YOUR OBJECTIVE: From the line that includes "Can you find the eyelash?" to the last line of the records that follow, copy every line exactly and nothing more, omitting pictures.

****************

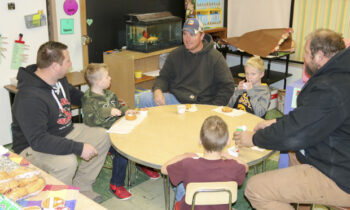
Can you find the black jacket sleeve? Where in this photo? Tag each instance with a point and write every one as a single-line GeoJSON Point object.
{"type": "Point", "coordinates": [316, 117]}
{"type": "Point", "coordinates": [37, 133]}
{"type": "Point", "coordinates": [223, 82]}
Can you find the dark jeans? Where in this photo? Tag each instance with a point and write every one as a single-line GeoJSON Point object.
{"type": "Point", "coordinates": [119, 168]}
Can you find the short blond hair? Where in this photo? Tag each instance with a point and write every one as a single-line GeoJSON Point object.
{"type": "Point", "coordinates": [256, 62]}
{"type": "Point", "coordinates": [92, 72]}
{"type": "Point", "coordinates": [214, 134]}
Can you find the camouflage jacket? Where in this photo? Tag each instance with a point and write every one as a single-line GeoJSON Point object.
{"type": "Point", "coordinates": [97, 108]}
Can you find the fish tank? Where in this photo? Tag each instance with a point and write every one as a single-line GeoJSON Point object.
{"type": "Point", "coordinates": [153, 31]}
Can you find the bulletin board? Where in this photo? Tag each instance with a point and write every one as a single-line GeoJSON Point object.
{"type": "Point", "coordinates": [106, 21]}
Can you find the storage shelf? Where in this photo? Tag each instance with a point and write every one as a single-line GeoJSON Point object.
{"type": "Point", "coordinates": [144, 78]}
{"type": "Point", "coordinates": [270, 76]}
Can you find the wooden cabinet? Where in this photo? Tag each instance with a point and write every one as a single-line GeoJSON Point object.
{"type": "Point", "coordinates": [122, 66]}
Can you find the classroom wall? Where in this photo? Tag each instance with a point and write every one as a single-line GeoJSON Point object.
{"type": "Point", "coordinates": [294, 68]}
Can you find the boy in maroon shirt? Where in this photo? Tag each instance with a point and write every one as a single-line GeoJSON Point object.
{"type": "Point", "coordinates": [214, 166]}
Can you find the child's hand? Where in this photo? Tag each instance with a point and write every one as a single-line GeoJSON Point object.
{"type": "Point", "coordinates": [189, 155]}
{"type": "Point", "coordinates": [115, 112]}
{"type": "Point", "coordinates": [240, 85]}
{"type": "Point", "coordinates": [130, 112]}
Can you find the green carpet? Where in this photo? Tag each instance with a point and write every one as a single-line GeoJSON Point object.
{"type": "Point", "coordinates": [101, 184]}
{"type": "Point", "coordinates": [242, 203]}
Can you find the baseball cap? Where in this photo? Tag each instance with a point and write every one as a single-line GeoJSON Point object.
{"type": "Point", "coordinates": [193, 26]}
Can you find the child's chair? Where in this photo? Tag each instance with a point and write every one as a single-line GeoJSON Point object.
{"type": "Point", "coordinates": [211, 193]}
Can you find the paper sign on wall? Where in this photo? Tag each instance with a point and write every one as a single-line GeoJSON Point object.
{"type": "Point", "coordinates": [296, 92]}
{"type": "Point", "coordinates": [67, 26]}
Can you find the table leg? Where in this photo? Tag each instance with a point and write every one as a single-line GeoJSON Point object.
{"type": "Point", "coordinates": [129, 173]}
{"type": "Point", "coordinates": [166, 191]}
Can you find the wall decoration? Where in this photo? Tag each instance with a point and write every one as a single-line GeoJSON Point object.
{"type": "Point", "coordinates": [18, 57]}
{"type": "Point", "coordinates": [70, 7]}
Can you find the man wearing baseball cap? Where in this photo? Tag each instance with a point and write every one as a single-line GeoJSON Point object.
{"type": "Point", "coordinates": [194, 73]}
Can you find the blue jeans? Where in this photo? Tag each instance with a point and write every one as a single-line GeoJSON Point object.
{"type": "Point", "coordinates": [180, 192]}
{"type": "Point", "coordinates": [119, 168]}
{"type": "Point", "coordinates": [146, 100]}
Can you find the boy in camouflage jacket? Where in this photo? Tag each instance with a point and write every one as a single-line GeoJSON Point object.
{"type": "Point", "coordinates": [101, 108]}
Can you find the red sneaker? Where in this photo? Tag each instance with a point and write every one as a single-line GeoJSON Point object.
{"type": "Point", "coordinates": [120, 192]}
{"type": "Point", "coordinates": [150, 172]}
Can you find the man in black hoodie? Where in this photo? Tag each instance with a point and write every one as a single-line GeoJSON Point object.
{"type": "Point", "coordinates": [194, 73]}
{"type": "Point", "coordinates": [42, 126]}
{"type": "Point", "coordinates": [318, 130]}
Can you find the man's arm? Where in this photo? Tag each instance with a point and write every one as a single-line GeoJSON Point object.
{"type": "Point", "coordinates": [33, 123]}
{"type": "Point", "coordinates": [176, 159]}
{"type": "Point", "coordinates": [223, 82]}
{"type": "Point", "coordinates": [75, 93]}
{"type": "Point", "coordinates": [311, 122]}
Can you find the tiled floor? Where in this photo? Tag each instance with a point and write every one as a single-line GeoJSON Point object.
{"type": "Point", "coordinates": [148, 195]}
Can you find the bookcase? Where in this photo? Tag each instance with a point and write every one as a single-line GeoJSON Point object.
{"type": "Point", "coordinates": [122, 66]}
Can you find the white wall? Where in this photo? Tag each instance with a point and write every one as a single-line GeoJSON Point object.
{"type": "Point", "coordinates": [73, 41]}
{"type": "Point", "coordinates": [11, 24]}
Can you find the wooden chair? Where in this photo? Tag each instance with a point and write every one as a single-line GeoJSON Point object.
{"type": "Point", "coordinates": [211, 193]}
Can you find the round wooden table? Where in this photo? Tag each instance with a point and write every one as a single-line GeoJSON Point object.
{"type": "Point", "coordinates": [164, 134]}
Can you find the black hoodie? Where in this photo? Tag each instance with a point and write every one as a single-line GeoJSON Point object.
{"type": "Point", "coordinates": [201, 78]}
{"type": "Point", "coordinates": [42, 120]}
{"type": "Point", "coordinates": [319, 128]}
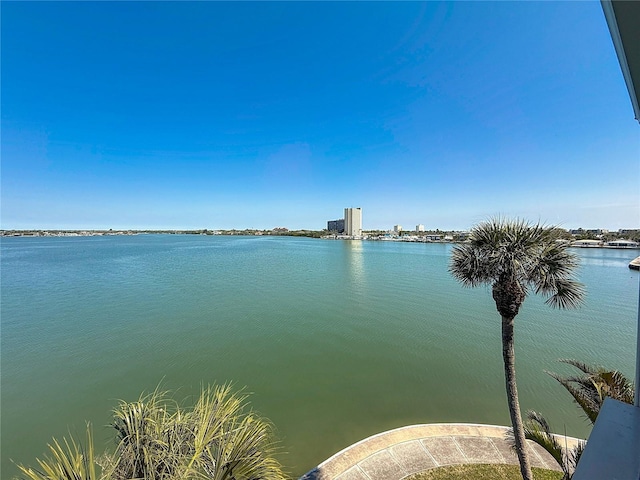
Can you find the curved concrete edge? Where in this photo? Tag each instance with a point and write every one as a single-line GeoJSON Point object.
{"type": "Point", "coordinates": [398, 453]}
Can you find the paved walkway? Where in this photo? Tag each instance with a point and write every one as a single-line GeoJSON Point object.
{"type": "Point", "coordinates": [398, 453]}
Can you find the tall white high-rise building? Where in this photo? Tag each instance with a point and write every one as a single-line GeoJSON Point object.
{"type": "Point", "coordinates": [353, 222]}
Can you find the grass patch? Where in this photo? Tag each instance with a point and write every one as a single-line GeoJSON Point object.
{"type": "Point", "coordinates": [483, 472]}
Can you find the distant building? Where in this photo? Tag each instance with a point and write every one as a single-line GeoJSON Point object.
{"type": "Point", "coordinates": [336, 226]}
{"type": "Point", "coordinates": [353, 221]}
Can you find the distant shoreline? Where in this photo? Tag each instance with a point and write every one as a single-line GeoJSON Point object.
{"type": "Point", "coordinates": [425, 237]}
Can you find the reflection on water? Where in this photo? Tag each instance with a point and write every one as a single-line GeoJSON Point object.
{"type": "Point", "coordinates": [355, 263]}
{"type": "Point", "coordinates": [368, 336]}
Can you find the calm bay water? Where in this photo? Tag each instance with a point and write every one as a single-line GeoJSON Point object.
{"type": "Point", "coordinates": [337, 340]}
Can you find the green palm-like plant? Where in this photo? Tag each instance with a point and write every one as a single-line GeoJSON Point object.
{"type": "Point", "coordinates": [157, 439]}
{"type": "Point", "coordinates": [594, 385]}
{"type": "Point", "coordinates": [217, 439]}
{"type": "Point", "coordinates": [68, 460]}
{"type": "Point", "coordinates": [537, 429]}
{"type": "Point", "coordinates": [516, 257]}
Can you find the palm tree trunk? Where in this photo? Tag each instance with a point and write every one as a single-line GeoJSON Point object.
{"type": "Point", "coordinates": [508, 355]}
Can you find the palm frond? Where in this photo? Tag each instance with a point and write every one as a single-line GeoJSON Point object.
{"type": "Point", "coordinates": [537, 428]}
{"type": "Point", "coordinates": [68, 460]}
{"type": "Point", "coordinates": [586, 395]}
{"type": "Point", "coordinates": [595, 384]}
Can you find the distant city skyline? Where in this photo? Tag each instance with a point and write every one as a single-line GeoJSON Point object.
{"type": "Point", "coordinates": [222, 115]}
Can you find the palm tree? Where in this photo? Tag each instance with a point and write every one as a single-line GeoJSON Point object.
{"type": "Point", "coordinates": [68, 460]}
{"type": "Point", "coordinates": [157, 439]}
{"type": "Point", "coordinates": [594, 385]}
{"type": "Point", "coordinates": [589, 391]}
{"type": "Point", "coordinates": [515, 257]}
{"type": "Point", "coordinates": [537, 428]}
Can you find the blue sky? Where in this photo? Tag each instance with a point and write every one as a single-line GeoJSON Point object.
{"type": "Point", "coordinates": [257, 115]}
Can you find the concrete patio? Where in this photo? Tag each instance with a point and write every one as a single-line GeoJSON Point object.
{"type": "Point", "coordinates": [396, 454]}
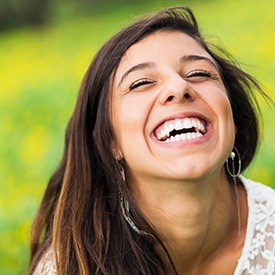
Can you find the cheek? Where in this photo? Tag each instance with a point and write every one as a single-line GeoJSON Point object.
{"type": "Point", "coordinates": [129, 116]}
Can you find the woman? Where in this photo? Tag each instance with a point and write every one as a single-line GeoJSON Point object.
{"type": "Point", "coordinates": [150, 178]}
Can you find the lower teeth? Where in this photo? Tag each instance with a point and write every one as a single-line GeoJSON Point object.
{"type": "Point", "coordinates": [186, 136]}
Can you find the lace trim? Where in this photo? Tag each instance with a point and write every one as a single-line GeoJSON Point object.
{"type": "Point", "coordinates": [258, 256]}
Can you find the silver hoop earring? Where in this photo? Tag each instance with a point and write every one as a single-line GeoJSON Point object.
{"type": "Point", "coordinates": [125, 207]}
{"type": "Point", "coordinates": [234, 176]}
{"type": "Point", "coordinates": [233, 154]}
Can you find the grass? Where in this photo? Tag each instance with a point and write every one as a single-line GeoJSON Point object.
{"type": "Point", "coordinates": [41, 70]}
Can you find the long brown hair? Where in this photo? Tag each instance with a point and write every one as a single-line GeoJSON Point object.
{"type": "Point", "coordinates": [80, 215]}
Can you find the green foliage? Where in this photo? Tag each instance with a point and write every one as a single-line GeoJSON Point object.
{"type": "Point", "coordinates": [41, 70]}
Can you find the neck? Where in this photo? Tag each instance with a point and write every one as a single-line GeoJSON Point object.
{"type": "Point", "coordinates": [194, 219]}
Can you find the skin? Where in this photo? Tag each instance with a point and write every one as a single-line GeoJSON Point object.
{"type": "Point", "coordinates": [181, 187]}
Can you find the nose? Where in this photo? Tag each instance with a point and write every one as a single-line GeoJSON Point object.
{"type": "Point", "coordinates": [176, 90]}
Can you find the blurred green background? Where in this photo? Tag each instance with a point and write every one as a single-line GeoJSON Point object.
{"type": "Point", "coordinates": [44, 52]}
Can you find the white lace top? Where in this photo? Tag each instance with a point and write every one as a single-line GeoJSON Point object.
{"type": "Point", "coordinates": [258, 255]}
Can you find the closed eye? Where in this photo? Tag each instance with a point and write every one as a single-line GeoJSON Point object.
{"type": "Point", "coordinates": [141, 82]}
{"type": "Point", "coordinates": [199, 73]}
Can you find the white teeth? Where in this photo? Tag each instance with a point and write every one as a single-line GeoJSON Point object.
{"type": "Point", "coordinates": [187, 136]}
{"type": "Point", "coordinates": [180, 124]}
{"type": "Point", "coordinates": [187, 123]}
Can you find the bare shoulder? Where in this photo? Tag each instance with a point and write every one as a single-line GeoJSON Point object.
{"type": "Point", "coordinates": [46, 265]}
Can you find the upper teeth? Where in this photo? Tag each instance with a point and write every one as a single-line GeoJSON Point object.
{"type": "Point", "coordinates": [163, 133]}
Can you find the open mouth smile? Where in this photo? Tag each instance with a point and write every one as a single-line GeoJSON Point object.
{"type": "Point", "coordinates": [181, 129]}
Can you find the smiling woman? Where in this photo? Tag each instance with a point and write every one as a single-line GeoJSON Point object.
{"type": "Point", "coordinates": [150, 178]}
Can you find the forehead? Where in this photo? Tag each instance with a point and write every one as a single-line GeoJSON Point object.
{"type": "Point", "coordinates": [159, 47]}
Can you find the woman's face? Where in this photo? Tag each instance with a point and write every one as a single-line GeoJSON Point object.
{"type": "Point", "coordinates": [170, 110]}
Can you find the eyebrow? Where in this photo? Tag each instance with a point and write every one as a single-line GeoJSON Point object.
{"type": "Point", "coordinates": [190, 58]}
{"type": "Point", "coordinates": [150, 65]}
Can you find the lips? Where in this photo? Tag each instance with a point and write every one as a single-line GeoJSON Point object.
{"type": "Point", "coordinates": [181, 129]}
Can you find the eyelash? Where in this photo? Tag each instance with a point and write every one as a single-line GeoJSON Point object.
{"type": "Point", "coordinates": [201, 74]}
{"type": "Point", "coordinates": [192, 74]}
{"type": "Point", "coordinates": [141, 82]}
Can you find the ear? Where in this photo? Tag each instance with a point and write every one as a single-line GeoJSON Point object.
{"type": "Point", "coordinates": [116, 151]}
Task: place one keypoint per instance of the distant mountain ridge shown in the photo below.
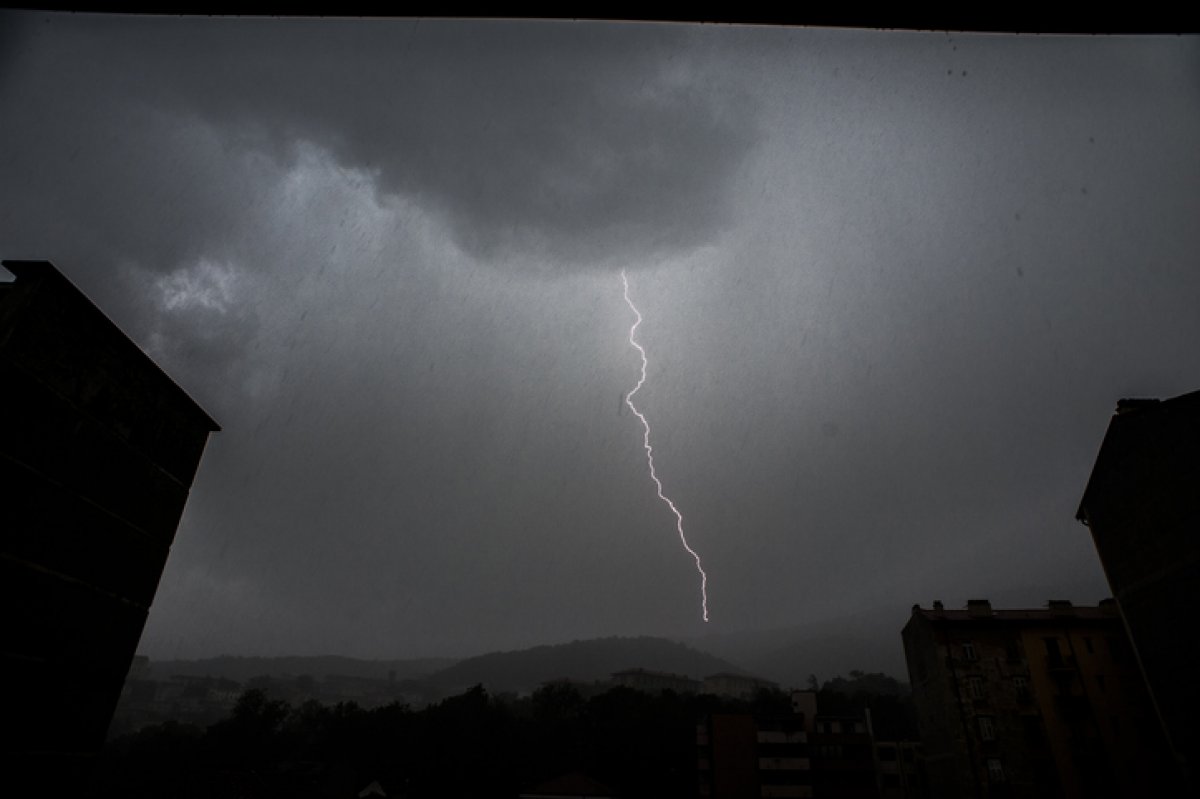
(592, 660)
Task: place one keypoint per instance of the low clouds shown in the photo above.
(543, 148)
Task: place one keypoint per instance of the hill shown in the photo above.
(580, 660)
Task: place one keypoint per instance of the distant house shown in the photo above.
(641, 679)
(1032, 702)
(97, 455)
(1139, 506)
(802, 754)
(736, 685)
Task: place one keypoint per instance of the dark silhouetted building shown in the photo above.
(1032, 703)
(802, 754)
(97, 455)
(1138, 505)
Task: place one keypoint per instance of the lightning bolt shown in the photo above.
(649, 450)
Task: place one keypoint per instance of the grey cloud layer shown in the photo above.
(562, 143)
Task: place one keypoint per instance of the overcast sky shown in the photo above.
(893, 286)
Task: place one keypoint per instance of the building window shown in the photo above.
(1054, 654)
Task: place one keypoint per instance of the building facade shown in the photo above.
(802, 754)
(1138, 506)
(96, 461)
(1032, 703)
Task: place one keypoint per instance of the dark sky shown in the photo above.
(893, 286)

****************

FULL OUTPUT:
Can you find the eyelash? Where in this photo? Tag each instance with a point and write every one as a single-line GeoJSON Point object.
{"type": "Point", "coordinates": [201, 74]}
{"type": "Point", "coordinates": [192, 74]}
{"type": "Point", "coordinates": [141, 82]}
Can you find the ear? Where in this photo? Tag each instance with a point and write every one as a single-line GeoJSON Point object.
{"type": "Point", "coordinates": [116, 151]}
Task: place one keypoint per instance of the distant mountain ridge shown in the photo below.
(592, 660)
Task: place one keypoint per instance of the low clouds shown in the photo above.
(543, 148)
Task: place one keypoint per instance of the hill shown in the photo above.
(580, 660)
Task: place one keypoint per instance of the distant house shown in the photo above.
(641, 679)
(1032, 702)
(97, 455)
(1139, 506)
(802, 754)
(736, 685)
Task: place one keypoint per instance of the dark silhouetted building shown in the photo above.
(1032, 703)
(802, 754)
(97, 455)
(1138, 505)
Task: place one keypoint per instance of the lightning bolt shown in the photo above.
(649, 450)
Task: place one keypoint per instance of the grey cloud layer shown in the photo above.
(562, 143)
Task: place one keypoint per instance of the overcast sky shown in the photo above.
(893, 286)
Task: place one keypoint per instance of the building window shown in the photo above.
(1054, 654)
Task: place one keypoint per instance of the building facade shown in the photo above.
(802, 754)
(1138, 506)
(96, 461)
(1032, 703)
Task: place one keypoint per instance of the dark sky shown in the photo above.
(893, 286)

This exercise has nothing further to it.